* _TASK TO COMPLETE_: Restate all of the material, keeping every line identical to the original.

* _PROVIDED RECORDS_:
----------------

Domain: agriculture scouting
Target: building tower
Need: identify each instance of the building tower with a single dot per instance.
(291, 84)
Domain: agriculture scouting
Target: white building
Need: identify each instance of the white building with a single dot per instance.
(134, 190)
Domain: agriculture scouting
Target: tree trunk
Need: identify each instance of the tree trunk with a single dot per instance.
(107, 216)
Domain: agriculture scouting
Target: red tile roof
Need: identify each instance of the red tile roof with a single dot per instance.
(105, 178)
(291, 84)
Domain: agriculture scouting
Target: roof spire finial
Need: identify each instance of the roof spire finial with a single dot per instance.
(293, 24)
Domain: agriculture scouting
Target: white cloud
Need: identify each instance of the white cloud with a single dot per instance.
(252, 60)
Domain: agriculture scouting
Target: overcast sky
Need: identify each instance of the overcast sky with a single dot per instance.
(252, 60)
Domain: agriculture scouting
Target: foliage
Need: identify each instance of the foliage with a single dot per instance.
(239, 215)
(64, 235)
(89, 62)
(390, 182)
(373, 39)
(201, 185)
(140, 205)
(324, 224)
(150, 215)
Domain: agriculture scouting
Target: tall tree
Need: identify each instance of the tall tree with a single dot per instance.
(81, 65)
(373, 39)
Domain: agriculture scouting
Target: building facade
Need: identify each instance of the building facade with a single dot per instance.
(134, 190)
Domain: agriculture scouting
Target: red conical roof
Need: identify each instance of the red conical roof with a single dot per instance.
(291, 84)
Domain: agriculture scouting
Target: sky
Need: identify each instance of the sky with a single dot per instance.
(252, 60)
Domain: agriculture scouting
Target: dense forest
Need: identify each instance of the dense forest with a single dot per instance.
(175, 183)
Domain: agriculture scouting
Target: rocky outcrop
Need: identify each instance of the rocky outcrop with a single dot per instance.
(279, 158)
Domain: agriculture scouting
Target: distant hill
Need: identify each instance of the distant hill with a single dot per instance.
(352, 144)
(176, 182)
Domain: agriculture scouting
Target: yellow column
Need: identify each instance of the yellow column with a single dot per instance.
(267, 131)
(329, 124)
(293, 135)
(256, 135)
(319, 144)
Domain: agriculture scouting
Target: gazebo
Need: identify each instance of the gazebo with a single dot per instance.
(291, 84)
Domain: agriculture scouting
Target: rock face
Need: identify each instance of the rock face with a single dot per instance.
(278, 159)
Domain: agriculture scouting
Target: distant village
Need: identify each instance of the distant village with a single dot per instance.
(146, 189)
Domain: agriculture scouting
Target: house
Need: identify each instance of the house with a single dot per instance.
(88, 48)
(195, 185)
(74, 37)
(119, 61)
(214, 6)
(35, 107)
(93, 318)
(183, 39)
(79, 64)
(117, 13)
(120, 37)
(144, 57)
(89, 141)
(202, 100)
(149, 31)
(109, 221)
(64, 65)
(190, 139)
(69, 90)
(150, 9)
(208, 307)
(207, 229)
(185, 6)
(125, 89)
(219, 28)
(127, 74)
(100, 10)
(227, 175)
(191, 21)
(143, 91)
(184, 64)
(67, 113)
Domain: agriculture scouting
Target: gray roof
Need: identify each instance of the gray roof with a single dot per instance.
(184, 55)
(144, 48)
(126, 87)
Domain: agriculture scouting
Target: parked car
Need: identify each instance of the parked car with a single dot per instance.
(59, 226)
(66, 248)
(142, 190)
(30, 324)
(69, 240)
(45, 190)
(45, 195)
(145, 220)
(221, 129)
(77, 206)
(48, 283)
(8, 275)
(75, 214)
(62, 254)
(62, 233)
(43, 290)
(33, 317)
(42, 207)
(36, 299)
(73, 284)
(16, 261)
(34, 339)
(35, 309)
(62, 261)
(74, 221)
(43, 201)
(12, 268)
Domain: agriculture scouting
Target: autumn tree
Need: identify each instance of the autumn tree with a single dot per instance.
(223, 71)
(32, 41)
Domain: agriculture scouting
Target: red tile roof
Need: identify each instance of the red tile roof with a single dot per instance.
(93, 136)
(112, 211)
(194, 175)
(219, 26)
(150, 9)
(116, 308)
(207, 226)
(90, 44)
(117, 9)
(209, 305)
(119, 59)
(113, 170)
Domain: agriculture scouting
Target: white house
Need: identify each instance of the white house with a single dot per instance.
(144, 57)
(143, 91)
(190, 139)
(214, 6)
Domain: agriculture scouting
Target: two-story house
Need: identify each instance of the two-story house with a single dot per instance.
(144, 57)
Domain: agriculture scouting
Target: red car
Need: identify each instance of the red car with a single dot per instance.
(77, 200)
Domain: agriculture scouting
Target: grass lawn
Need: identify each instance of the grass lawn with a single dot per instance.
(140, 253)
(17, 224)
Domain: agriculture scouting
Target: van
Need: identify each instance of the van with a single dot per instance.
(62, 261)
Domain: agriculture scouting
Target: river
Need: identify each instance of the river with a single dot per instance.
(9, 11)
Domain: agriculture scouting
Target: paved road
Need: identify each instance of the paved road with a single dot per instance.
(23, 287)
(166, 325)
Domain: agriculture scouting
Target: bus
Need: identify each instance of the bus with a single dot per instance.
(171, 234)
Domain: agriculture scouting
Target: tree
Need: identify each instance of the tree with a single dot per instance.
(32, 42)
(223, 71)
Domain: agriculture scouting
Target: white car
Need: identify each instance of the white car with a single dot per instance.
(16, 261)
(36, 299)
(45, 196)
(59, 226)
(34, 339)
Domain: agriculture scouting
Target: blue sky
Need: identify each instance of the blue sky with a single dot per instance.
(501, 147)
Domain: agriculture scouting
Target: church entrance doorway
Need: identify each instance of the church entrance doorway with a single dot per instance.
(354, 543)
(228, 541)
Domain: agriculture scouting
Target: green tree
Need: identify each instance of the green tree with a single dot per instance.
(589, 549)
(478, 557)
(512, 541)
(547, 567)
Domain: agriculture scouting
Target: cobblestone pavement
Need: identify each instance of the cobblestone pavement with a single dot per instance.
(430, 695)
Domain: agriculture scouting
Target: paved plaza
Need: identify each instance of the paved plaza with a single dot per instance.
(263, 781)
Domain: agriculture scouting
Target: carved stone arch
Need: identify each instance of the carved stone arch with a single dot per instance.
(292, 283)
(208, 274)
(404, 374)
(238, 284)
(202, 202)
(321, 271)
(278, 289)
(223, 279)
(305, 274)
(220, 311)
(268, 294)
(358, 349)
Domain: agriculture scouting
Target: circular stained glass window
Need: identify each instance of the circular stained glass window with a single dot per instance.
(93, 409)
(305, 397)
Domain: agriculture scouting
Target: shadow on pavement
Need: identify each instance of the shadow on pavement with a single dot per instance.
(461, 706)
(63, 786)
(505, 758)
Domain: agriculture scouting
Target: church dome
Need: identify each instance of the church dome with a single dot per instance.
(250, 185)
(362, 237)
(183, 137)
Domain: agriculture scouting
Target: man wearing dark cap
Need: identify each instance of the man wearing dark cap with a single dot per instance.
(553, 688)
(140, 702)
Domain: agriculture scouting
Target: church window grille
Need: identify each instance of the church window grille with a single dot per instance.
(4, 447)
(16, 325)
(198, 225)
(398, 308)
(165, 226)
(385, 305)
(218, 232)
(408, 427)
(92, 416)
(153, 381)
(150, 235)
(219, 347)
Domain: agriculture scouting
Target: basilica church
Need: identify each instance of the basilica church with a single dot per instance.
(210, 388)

----------------

* _YOUR SOLUTION_:
Domain: agriculture scouting
Target: building tower
Need: identify each instance of the building tower with a single dot per instance.
(291, 84)
Domain: agriculture scouting
Target: white building
Need: identify each instance of the white building with a single dot per instance.
(134, 190)
Domain: agriculture scouting
Target: tree trunk
Need: identify each instance of the tree trunk with a single dot per instance.
(107, 216)
Domain: agriculture scouting
Target: red tile roof
Need: identify each instance of the red tile roof with a single dot per instance.
(105, 178)
(291, 84)
Domain: agriculture scouting
Target: roof spire finial
Need: identify each instance of the roof spire finial with a single dot per instance.
(293, 24)
Domain: agriculture scouting
Target: white cloud
Need: identify each instance of the white cloud with a single dot per instance.
(252, 60)
Domain: agriculture scouting
Target: overcast sky
Need: identify each instance of the overcast sky with a single dot per instance.
(252, 60)
Domain: agriculture scouting
Target: foliage
Need: identify each instance of the foliage with a single dot per instance.
(239, 215)
(64, 235)
(89, 62)
(390, 182)
(373, 39)
(201, 185)
(140, 205)
(324, 224)
(150, 215)
Domain: agriculture scouting
Target: tall tree
Need: identify each instance of the tall tree with a single dot per instance.
(81, 65)
(373, 39)
Domain: agriculture scouting
Target: building facade
Need: identify each instance of the building facade with a single dot per instance.
(134, 190)
Domain: agriculture scouting
Target: red conical roof
Need: identify each instance of the red conical roof with a single dot per instance.
(291, 84)
Domain: agriculture scouting
Target: sky
Need: identify each instance of the sky with a single dot per instance.
(252, 60)
Domain: agriculture scouting
Target: dense forest
Need: identify each instance of the dense forest with a single dot per instance.
(175, 183)
Domain: agriculture scouting
Target: rocky outcrop
Need: identify each instance of the rocky outcrop with a single dot per instance.
(279, 158)
Domain: agriculture scouting
Target: distant hill
Need: identify each instance of the distant hill with a single dot per instance.
(352, 144)
(176, 182)
Domain: agriculture scouting
Target: yellow column
Need: identify each instance of the yellow column with a single dot per instance.
(267, 131)
(329, 124)
(293, 135)
(256, 135)
(319, 144)
Domain: agriculture scouting
Target: gazebo
Need: identify each instance of the gazebo with a single dot per instance.
(291, 84)
Domain: agriculture scouting
Target: rock face
Need: identify each instance of the rock face with a single dot per instance.
(278, 159)
Domain: agriculture scouting
Target: distant village
Need: identify each instance of the distant village with a single dot per instance.
(146, 189)
Domain: agriculture scouting
Target: house
Need: identify each instance of the house with a single dot per instance.
(88, 48)
(195, 185)
(74, 37)
(119, 61)
(214, 6)
(35, 107)
(93, 318)
(183, 39)
(79, 64)
(117, 13)
(120, 37)
(144, 57)
(89, 141)
(202, 100)
(149, 31)
(109, 221)
(64, 65)
(190, 139)
(69, 90)
(150, 9)
(208, 307)
(207, 229)
(185, 6)
(125, 89)
(219, 28)
(127, 74)
(100, 10)
(227, 175)
(191, 21)
(143, 91)
(184, 64)
(67, 113)
Domain: agriculture scouting
Target: gray roof
Need: identify each instance of the gray roof with a single dot per instance.
(184, 55)
(144, 48)
(126, 87)
Domain: agriculture scouting
Target: parked car
Need: identify each instance of the parked car with a single dot per instance.
(59, 226)
(66, 248)
(142, 190)
(30, 324)
(69, 240)
(45, 190)
(45, 195)
(145, 220)
(221, 129)
(77, 206)
(48, 283)
(8, 275)
(75, 214)
(62, 254)
(62, 233)
(43, 290)
(33, 317)
(42, 207)
(36, 299)
(73, 284)
(16, 261)
(34, 339)
(35, 309)
(62, 261)
(74, 221)
(43, 201)
(12, 268)
Domain: agriculture scouting
Target: autumn tree
Need: identify each instance of the autumn tree with a single dot per instance.
(223, 71)
(32, 41)
Domain: agriculture scouting
Target: red tile roof
Need: identify each instance of the red tile roof with a single dot per instance.
(93, 136)
(112, 211)
(194, 175)
(219, 26)
(150, 9)
(116, 308)
(207, 226)
(90, 44)
(117, 9)
(209, 305)
(119, 59)
(113, 170)
Domain: agriculture scouting
Target: white house
Need: identify each instance of the white house with a single dot per instance.
(144, 57)
(143, 91)
(190, 139)
(214, 6)
Domain: agriculture scouting
Target: two-story house
Need: identify each instance of the two-story house with a single dot per instance.
(144, 57)
Domain: agriculture scouting
Target: red car
Need: identify each instance of the red car with a single dot per instance.
(77, 200)
Domain: agriculture scouting
Target: grass lawn
Need: identify each instance of the grass lawn with a single dot per instance.
(140, 253)
(17, 224)
Domain: agriculture scouting
Target: van
Need: identify each instance of the van with a single dot per instance.
(62, 261)
Domain: agriculture scouting
Target: river
Need: identify each instance of the river with a single dot per instance.
(9, 11)
Domain: agriculture scouting
Target: paved road
Need: identify each instance of the paved road with a single dot per instance.
(23, 287)
(166, 325)
Domain: agriculture scouting
Target: bus
Need: identify each instance of the bus with a single dot per instance.
(171, 234)
Domain: agriculture scouting
Target: tree
Need: identify each instance of the tree with a single dot per instance.
(32, 42)
(223, 71)
Domain: agriculture scouting
Target: white car
Need: identify each instance of the white car with a single dot per instance.
(16, 261)
(36, 299)
(45, 196)
(59, 226)
(34, 339)
Domain: agriculture scouting
Target: blue sky
Need: identify each instance of the blue sky with a single dot per instance.
(501, 147)
Domain: agriculture scouting
Target: church entrance doorway
Need: identify each instance of the church entrance doorway with a single dot per instance.
(354, 543)
(228, 541)
Domain: agriculture scouting
Target: green tree
Need: identify each instance of the green tree with a single dot per instance.
(589, 549)
(478, 557)
(512, 541)
(547, 567)
Domain: agriculture scouting
Target: cobblestone pavement
Need: identify each instance of the cobblestone pavement with a single dot per instance.
(430, 695)
Domain: agriculture scouting
Target: paved plaza
Need: identify each instance of the paved plaza with a single dot per instance.
(263, 781)
Domain: agriculture scouting
Target: carved stone arch
Need: identify each instance of the carved stone arch with a single dot per instance.
(292, 283)
(208, 274)
(404, 374)
(238, 284)
(202, 202)
(321, 271)
(278, 289)
(223, 279)
(305, 274)
(220, 311)
(268, 294)
(358, 349)
Domain: agriculture scouting
Target: circular stained glass window
Need: identify each instance of the circular stained glass window with a single dot per instance.
(93, 409)
(305, 397)
Domain: agriculture scouting
Target: shadow on pavement
Need: identify each instance of the shadow on pavement with a single dot per instance.
(461, 706)
(63, 786)
(505, 758)
Domain: agriculture scouting
Target: church dome
Need: identify each instance of the church dome with a single dot per instance.
(250, 185)
(362, 237)
(183, 137)
Domain: agriculture scouting
Target: man wearing dark cap
Need: identify each instance of the man wearing dark cap with a single dot per instance.
(553, 688)
(140, 702)
Domain: agriculture scouting
Target: church window grille
Need: identify each instance of the church window grille with a single dot per instance.
(4, 447)
(16, 325)
(198, 225)
(398, 308)
(165, 226)
(385, 305)
(218, 232)
(408, 427)
(92, 416)
(153, 381)
(150, 235)
(219, 347)
Domain: agriculture scouting
Target: basilica church
Need: identify each instance of the basilica church with a single dot per instance.
(210, 388)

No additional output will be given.